BEGIN DOCUMENT PASSAGE

1. A method of partially crystallizing an organic thin film, comprising: forming the organic thin film using an organic semiconductor material; changing a predetermined region of the organic thin film into a soft phase by coating the predetermined region of the organic thin film with an organic solvent or irradiating the predetermined region of the organic thin film with laser beams; and improving the crystallinity of the predetermined region of the organic thin film by drying the soft-phase region of the organic thin film for a predetermined time.

2. The method according to claim 1, wherein the forming the organic thin film comprises bringing the organic semiconductor material into an organic semiconductor solution and depositing the organic semiconductor solution on a substrate.

3. The method according to claim 1, wherein the changing the predetermined region of the organic thin film comprises coating the predetermined region of the organic thin film with the organic solvent using one direct printing technique selected from the group consisting of an inkjet printing technique, a screen printing technique, a gravure printing technique, an offset printing technique, and a flexography technique.

END DOCUMENT PASSAGE
BEGIN RAW RECORDS

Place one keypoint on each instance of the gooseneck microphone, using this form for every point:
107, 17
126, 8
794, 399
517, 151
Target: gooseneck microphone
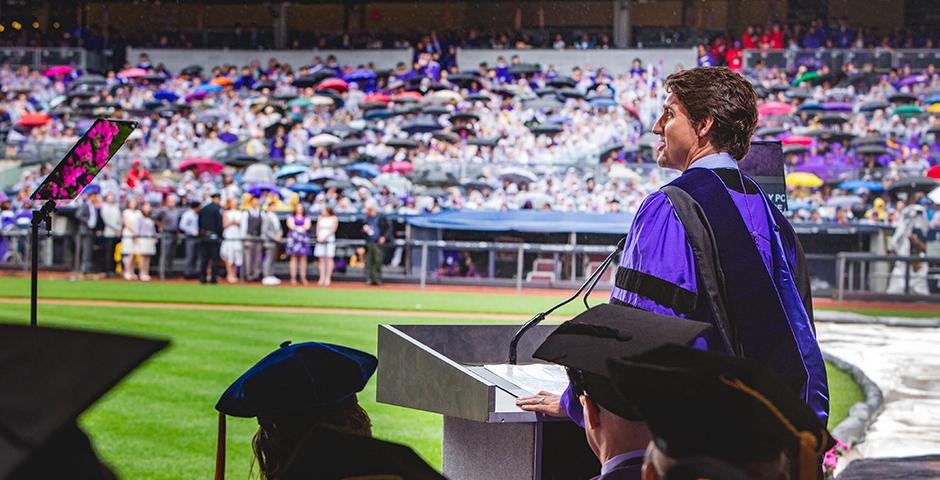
588, 284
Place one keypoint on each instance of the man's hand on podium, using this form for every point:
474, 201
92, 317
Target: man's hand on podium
546, 403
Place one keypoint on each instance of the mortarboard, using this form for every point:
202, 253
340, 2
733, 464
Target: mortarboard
586, 342
330, 454
700, 403
293, 379
49, 377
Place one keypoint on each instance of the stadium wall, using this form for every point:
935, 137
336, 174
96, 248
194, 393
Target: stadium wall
616, 61
177, 59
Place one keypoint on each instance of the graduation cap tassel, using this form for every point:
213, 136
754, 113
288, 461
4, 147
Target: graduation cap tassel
220, 450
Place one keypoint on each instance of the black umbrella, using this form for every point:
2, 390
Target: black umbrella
435, 110
449, 137
402, 143
421, 125
770, 131
902, 98
913, 184
484, 141
547, 129
464, 117
561, 82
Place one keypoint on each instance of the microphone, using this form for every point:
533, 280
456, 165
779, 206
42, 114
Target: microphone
590, 283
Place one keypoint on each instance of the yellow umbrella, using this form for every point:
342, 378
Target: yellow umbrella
803, 179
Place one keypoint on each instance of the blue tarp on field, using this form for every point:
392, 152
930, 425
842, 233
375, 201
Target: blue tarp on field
526, 221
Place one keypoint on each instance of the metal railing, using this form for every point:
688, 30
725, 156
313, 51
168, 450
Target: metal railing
858, 273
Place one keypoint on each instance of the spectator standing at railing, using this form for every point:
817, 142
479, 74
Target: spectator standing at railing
130, 219
111, 218
189, 226
271, 235
252, 220
298, 243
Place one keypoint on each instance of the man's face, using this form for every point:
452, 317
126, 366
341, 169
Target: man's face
677, 135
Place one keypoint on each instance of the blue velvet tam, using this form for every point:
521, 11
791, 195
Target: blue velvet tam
295, 378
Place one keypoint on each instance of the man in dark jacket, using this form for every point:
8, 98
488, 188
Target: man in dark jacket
210, 235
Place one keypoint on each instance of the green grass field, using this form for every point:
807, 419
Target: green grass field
161, 423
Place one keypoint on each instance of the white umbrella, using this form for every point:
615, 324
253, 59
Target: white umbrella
323, 140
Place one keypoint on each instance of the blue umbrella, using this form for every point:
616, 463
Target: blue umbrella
166, 95
209, 87
290, 170
870, 185
363, 169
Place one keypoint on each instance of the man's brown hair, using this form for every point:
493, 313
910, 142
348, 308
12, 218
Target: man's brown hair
727, 97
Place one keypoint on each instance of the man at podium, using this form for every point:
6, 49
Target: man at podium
711, 247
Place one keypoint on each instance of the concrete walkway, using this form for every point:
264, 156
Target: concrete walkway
905, 363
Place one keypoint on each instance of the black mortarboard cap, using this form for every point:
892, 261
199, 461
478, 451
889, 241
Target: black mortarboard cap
49, 376
586, 342
297, 377
331, 454
700, 403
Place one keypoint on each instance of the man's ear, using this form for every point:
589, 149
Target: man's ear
592, 415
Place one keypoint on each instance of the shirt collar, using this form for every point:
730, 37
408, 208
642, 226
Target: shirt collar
716, 160
618, 459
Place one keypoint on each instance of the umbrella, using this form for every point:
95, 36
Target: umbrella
771, 109
323, 140
132, 73
335, 84
402, 143
803, 179
166, 95
797, 140
518, 175
200, 165
913, 184
401, 166
449, 137
902, 98
908, 111
872, 106
867, 185
33, 119
363, 169
421, 126
844, 201
290, 171
547, 129
59, 70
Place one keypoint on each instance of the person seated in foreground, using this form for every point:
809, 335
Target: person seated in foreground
614, 429
707, 409
310, 423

END RAW RECORDS

YOUR TASKS ▸
1. In the claims on partially crystallizing an organic thin film, what two ways of turning the predetermined region into a soft phase are named?
2. Carry on the claims on partially crystallizing an organic thin film, beginning after their final sentence.
The pointing data isn't needed here.

FINAL RESULTS ▸
1. Coating that region with an organic solvent, or irradiating it with laser beams.

2.
4. The method according to claim 1, wherein in changing the predetermined region of the organic thin film, the organic solvent is one selected from the group consisting of dichlorobenzene (DCB), trichlorobenzene (TCB), and 1-butanol, which evaporate slowly.

5. The method according to claim 1, wherein in improving the crystallinity of the predetermined region, when the soft-phase region of the organic thin film is dried, organic molecules are self-assembled in the predetermined region of the organic thin film.

6. A method of fabricating an organic thin film transistor (OTFT), comprising: sequentially forming a gate electrode, a gate insulating layer, source and drain electrodes, and an organic thin film on a substrate; changing a predetermined region of the organic thin film into a soft phase by coating the predetermined region of the organic thin film with an organic solvent or irradiating the predetermined region of the organic thin film with laser beams; and improving the crystallinity of the predetermined region of the organic thin film by drying the soft-phase region of the organic thin film for a predetermined time.

7. The method according to claim 6, wherein the changing the predetermined region of the organic thin film comprises coating the predetermined region of the organic thin film with the organic solvent using one direct printing technique selected from the group consisting of an inkjet printing technique, a screen printing technique, a gravure printing technique, an offset printing technique, and a flexography technique.

8. The method according to claim 6, wherein in changing the predetermined region of the organic thin film, the organic solvent is one selected from the group consisting of dichlorobenzene (DCB), trichlorobenzene (TCB), and 1-butanol, which evaporates slowly.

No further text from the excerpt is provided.